WORK ITEM: A single number is required: how many lines in the records below contain "front".

INPUT RECORDS:
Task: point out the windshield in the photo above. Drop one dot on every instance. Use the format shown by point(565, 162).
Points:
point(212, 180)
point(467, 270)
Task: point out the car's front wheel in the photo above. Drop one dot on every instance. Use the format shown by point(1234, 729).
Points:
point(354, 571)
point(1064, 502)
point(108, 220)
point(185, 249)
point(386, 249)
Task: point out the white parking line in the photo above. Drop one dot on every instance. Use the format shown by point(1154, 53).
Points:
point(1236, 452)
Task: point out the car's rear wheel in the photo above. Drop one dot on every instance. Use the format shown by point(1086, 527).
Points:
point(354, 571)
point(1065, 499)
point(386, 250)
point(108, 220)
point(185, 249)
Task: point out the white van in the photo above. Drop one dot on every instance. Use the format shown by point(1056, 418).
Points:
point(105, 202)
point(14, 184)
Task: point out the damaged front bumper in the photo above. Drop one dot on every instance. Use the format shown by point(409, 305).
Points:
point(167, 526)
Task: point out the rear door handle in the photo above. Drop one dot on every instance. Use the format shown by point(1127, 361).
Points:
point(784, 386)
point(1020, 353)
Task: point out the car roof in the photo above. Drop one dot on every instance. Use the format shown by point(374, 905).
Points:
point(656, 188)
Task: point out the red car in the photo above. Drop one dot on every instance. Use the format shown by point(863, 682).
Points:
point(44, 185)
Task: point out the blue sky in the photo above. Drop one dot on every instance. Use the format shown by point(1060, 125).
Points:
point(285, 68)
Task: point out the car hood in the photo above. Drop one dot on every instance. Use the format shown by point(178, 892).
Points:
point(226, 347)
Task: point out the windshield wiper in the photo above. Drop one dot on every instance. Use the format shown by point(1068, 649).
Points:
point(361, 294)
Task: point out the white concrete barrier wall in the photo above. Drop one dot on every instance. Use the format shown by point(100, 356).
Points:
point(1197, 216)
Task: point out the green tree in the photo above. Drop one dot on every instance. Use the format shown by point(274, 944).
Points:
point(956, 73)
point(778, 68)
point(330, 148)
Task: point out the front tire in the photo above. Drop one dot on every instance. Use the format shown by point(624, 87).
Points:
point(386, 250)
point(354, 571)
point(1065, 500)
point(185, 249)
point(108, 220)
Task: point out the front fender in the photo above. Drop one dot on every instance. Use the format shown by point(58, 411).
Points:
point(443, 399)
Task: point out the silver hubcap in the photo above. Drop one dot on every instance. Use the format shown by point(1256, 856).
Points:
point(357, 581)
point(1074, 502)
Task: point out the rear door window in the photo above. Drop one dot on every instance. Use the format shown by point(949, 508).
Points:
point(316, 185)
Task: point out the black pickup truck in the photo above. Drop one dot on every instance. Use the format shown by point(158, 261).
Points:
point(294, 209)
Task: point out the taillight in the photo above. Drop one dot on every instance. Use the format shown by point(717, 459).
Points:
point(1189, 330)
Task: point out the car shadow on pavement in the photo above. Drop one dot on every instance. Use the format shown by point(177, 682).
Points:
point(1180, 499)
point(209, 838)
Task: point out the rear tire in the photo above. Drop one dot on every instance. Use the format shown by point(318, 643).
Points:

SOLUTION: 4